▶ _Activity_
An exact copy of each line below is needed, with no images in it.

(Source records)
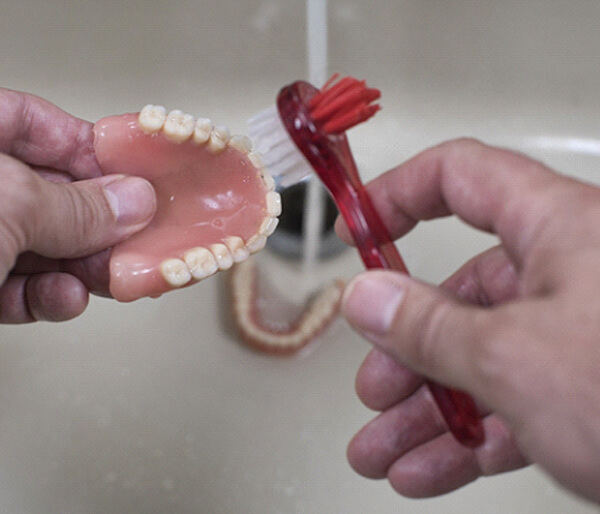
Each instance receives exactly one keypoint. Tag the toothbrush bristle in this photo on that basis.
(342, 104)
(279, 152)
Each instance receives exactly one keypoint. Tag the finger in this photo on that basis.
(44, 297)
(423, 327)
(396, 431)
(443, 465)
(39, 133)
(491, 189)
(487, 279)
(92, 271)
(70, 220)
(381, 382)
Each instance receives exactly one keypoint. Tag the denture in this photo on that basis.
(257, 312)
(216, 203)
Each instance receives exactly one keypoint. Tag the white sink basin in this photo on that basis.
(155, 407)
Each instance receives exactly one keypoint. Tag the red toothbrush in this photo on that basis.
(314, 122)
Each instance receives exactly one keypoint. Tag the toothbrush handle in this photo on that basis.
(377, 250)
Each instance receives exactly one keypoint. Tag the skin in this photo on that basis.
(58, 215)
(516, 327)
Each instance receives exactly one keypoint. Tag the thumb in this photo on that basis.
(82, 218)
(417, 324)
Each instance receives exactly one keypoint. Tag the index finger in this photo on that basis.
(492, 189)
(41, 134)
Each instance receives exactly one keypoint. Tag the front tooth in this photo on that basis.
(219, 137)
(268, 226)
(175, 272)
(273, 204)
(256, 160)
(201, 262)
(241, 143)
(152, 118)
(237, 247)
(256, 243)
(179, 126)
(222, 255)
(202, 130)
(267, 179)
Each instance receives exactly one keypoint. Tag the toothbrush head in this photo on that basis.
(342, 104)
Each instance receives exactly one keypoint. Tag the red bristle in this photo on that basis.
(341, 105)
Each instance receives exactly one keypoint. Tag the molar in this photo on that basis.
(219, 138)
(241, 143)
(273, 204)
(256, 243)
(152, 118)
(201, 262)
(179, 126)
(175, 272)
(237, 248)
(202, 130)
(222, 255)
(268, 226)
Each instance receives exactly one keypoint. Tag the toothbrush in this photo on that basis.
(309, 124)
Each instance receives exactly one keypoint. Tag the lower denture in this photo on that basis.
(279, 335)
(216, 202)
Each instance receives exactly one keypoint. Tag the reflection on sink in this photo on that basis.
(155, 406)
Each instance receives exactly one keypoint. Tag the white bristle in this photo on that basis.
(280, 154)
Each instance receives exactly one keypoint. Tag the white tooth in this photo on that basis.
(256, 160)
(241, 143)
(175, 272)
(201, 262)
(273, 204)
(219, 137)
(237, 248)
(152, 118)
(202, 130)
(222, 255)
(179, 126)
(256, 243)
(267, 179)
(268, 226)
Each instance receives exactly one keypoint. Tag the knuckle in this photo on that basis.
(431, 336)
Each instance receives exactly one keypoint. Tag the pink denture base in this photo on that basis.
(203, 197)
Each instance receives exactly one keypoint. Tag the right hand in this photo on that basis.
(518, 327)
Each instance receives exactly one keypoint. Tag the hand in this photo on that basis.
(58, 215)
(518, 327)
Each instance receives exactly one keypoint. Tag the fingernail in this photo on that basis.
(132, 199)
(370, 302)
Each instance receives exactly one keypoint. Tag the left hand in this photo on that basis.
(58, 214)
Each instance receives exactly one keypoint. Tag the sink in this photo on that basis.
(156, 406)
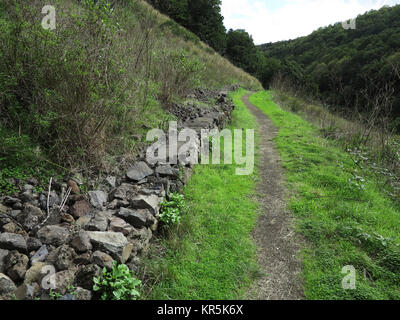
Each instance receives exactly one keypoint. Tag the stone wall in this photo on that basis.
(114, 222)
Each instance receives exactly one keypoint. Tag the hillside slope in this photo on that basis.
(345, 67)
(80, 95)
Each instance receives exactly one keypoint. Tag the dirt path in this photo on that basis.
(277, 248)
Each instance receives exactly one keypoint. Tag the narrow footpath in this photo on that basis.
(277, 246)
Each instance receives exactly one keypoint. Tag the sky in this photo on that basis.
(275, 20)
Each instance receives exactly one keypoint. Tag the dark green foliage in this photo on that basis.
(171, 210)
(242, 52)
(202, 17)
(337, 65)
(117, 284)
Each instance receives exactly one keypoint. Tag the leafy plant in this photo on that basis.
(54, 295)
(171, 210)
(117, 284)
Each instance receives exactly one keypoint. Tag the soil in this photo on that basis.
(276, 241)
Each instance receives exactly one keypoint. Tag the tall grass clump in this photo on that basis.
(80, 92)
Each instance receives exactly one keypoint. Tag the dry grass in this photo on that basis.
(85, 89)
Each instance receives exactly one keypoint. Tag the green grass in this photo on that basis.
(211, 255)
(343, 222)
(21, 159)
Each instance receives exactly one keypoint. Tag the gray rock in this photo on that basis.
(97, 199)
(53, 200)
(117, 203)
(141, 239)
(32, 181)
(123, 191)
(33, 244)
(151, 202)
(63, 280)
(83, 294)
(26, 291)
(98, 223)
(113, 243)
(9, 201)
(15, 214)
(3, 208)
(63, 257)
(120, 225)
(16, 264)
(4, 219)
(85, 275)
(18, 206)
(27, 196)
(138, 218)
(102, 260)
(139, 171)
(30, 217)
(81, 242)
(68, 297)
(80, 208)
(12, 241)
(84, 258)
(3, 254)
(83, 221)
(7, 287)
(36, 273)
(27, 187)
(166, 171)
(10, 227)
(111, 181)
(54, 235)
(40, 255)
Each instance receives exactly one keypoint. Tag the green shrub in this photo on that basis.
(171, 210)
(118, 284)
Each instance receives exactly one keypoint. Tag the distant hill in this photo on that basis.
(336, 64)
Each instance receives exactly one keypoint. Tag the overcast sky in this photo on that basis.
(275, 20)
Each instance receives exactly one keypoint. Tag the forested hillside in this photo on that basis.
(203, 17)
(346, 68)
(122, 61)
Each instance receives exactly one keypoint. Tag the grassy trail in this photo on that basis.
(344, 218)
(212, 255)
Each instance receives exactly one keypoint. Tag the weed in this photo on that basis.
(117, 284)
(171, 211)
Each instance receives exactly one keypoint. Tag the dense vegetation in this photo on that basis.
(341, 209)
(353, 69)
(203, 17)
(210, 254)
(78, 95)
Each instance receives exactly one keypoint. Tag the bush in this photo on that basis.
(118, 284)
(171, 210)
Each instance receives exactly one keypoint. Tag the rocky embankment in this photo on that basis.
(45, 239)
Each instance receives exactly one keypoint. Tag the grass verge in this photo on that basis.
(340, 211)
(211, 254)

▶ _Output of the exercise_
Each instance receives exactly one keypoint. Tag the toothbrush bristle in this photo on that basis.
(342, 104)
(279, 152)
Each instance receives exactly one keypoint. Tag the finger in this photo on that basis.
(44, 297)
(423, 327)
(396, 431)
(443, 465)
(39, 133)
(491, 189)
(487, 279)
(92, 271)
(70, 220)
(381, 382)
Each instance receives exactly one keypoint. Tag the denture in this photo on that basis.
(257, 312)
(216, 203)
Each instance receives exactly one keypoint. Tag the white sink basin in this photo on that basis.
(155, 407)
Each instance receives exactly one keypoint. Tag the red toothbrush in this photo on that basis.
(314, 122)
Each instance receives exactly one keypoint. Tag the toothbrush handle in this photo on that basis.
(377, 250)
Each instance receives exactly one keypoint. Tag the skin in this photo on that basis.
(58, 215)
(516, 327)
Each instance receives exactly one keypoint. Tag the thumb in this photo on that basis.
(82, 218)
(417, 324)
Each instance receives exactly one keypoint. Tag the index finger in this photo on that basis.
(492, 189)
(41, 134)
Each instance receives exactly one keypoint. Tag the front tooth in this photo on that basis.
(219, 137)
(268, 226)
(175, 272)
(273, 204)
(256, 160)
(201, 262)
(241, 143)
(152, 118)
(237, 247)
(256, 243)
(179, 126)
(222, 255)
(202, 130)
(267, 179)
Each instance receives exactly one keypoint. Tag the toothbrush head in this photo on that basis.
(342, 104)
Each instance receives exactly one keypoint. Tag the red bristle in this photo on that basis.
(341, 105)
Each instance receives exactly one keypoint. Tag the molar in this photo on that basis.
(219, 138)
(241, 143)
(273, 204)
(256, 243)
(152, 118)
(201, 262)
(179, 126)
(175, 272)
(237, 248)
(202, 130)
(222, 255)
(268, 226)
Each instance receives exactly one keypoint. Tag the toothbrush in this photo on that basis.
(309, 124)
Each instance receives exactly one keypoint. Tag the lower denture in this photo on that basis.
(279, 335)
(216, 202)
Each instance receives exactly one keypoint. Tag the reflection on sink in this photo on that basis.
(155, 406)
Each instance receives exactly one keypoint. Tag the white bristle in this photo on that basis.
(280, 154)
Each instance receives exactly one keypoint. Tag the white tooth in this photo on that basis.
(256, 160)
(241, 143)
(175, 272)
(201, 262)
(273, 204)
(219, 137)
(237, 248)
(152, 118)
(202, 130)
(222, 255)
(179, 126)
(256, 243)
(267, 179)
(268, 226)
Each instance receives exactly one keypoint. Tag the knuckle in this photo on that basis.
(431, 336)
Each instance receives exactly one keypoint. Tag the pink denture base in this photo on that basis.
(203, 197)
Each instance receives exactly one keypoint. Tag the right hand in this photo on that basis.
(518, 327)
Each instance receives exactly one keypoint. Tag the hand in this photo on that basis.
(58, 215)
(518, 327)
Each instance receives exactly one keypoint. Tag the fingernail in this photo on that basis.
(132, 199)
(370, 302)
Each instance receives exactly one keypoint. Tag the left hand in this photo on that basis.
(58, 214)
Each instance receives exactly one keypoint. Tag the sink in this photo on that basis.
(156, 406)
Each instance receives exactly one keypoint. Tag the stone wall in this photo on that basis.
(114, 222)
Each instance receives exactly one keypoint. Tag the hillside slope in this photo on that basis.
(345, 67)
(80, 95)
Each instance receives exactly one keypoint. Tag the dirt path in this photo on that basis.
(277, 248)
Each instance receives exactly one keypoint. Tag the narrow footpath in this photo on that basis.
(277, 246)
Each instance receives exactly one keypoint. Tag the sky in this photo on that basis.
(275, 20)
Each instance receives exactly one keypoint. Tag the dark green foliage in this photo on that basis.
(171, 210)
(242, 52)
(202, 17)
(337, 65)
(117, 284)
Each instance receives exactly one keypoint. Tag the leafy plant in this photo on that basis.
(54, 295)
(171, 210)
(117, 284)
Each instance receives exactly one keypoint. Tag the soil in this photo on that basis.
(276, 241)
Each instance receives exactly one keypoint. Tag the tall grass clump in this photo on that basis.
(80, 92)
Each instance receives exactly one keypoint. Tag the dry grass in this photo on that basis.
(85, 89)
Each instance receives exactly one keypoint. Tag the green grass in this photo on that basis.
(211, 255)
(343, 222)
(21, 159)
Each instance receives exactly one keypoint. Tag the gray rock in this photo on that basis.
(97, 199)
(53, 200)
(117, 203)
(141, 239)
(32, 181)
(123, 191)
(33, 244)
(151, 202)
(63, 280)
(83, 294)
(26, 291)
(98, 223)
(113, 243)
(9, 201)
(15, 214)
(3, 208)
(63, 257)
(120, 225)
(16, 264)
(4, 219)
(85, 275)
(18, 206)
(27, 196)
(138, 218)
(102, 260)
(139, 171)
(30, 217)
(81, 242)
(68, 297)
(80, 208)
(12, 241)
(84, 258)
(3, 254)
(83, 221)
(7, 287)
(36, 273)
(27, 187)
(166, 171)
(10, 227)
(111, 181)
(54, 235)
(40, 255)
Each instance receives exactly one keypoint. Tag the green shrub in this photo on that basis.
(171, 210)
(118, 284)
Each instance receives exactly one keypoint. Tag the distant hill in this photo on that basis.
(336, 64)
Each instance receives exactly one keypoint. Tag the overcast sky in this photo on that basis.
(275, 20)
Each instance receives exactly one keypoint. Tag the forested hillside in this photo on that basis.
(203, 17)
(346, 68)
(122, 61)
Each instance receives exactly one keypoint. Tag the grassy trail in this photo on that basis.
(344, 218)
(212, 255)
Each instance receives exactly one keypoint. Tag the weed in this photo on that basis.
(117, 284)
(171, 211)
Each instance receives exactly one keypoint. Tag the dense vegetation in this photo on that basis.
(341, 209)
(353, 69)
(203, 17)
(210, 254)
(78, 95)
Each instance receives exactly one keypoint. Tag the bush in this photo on that basis.
(118, 284)
(171, 210)
Each instance receives exactly one keypoint. Tag the rocky embankment in this photo on that basis.
(45, 239)
Each instance receives exactly one keypoint. Tag the grass verge in this photo on that basis.
(340, 211)
(211, 254)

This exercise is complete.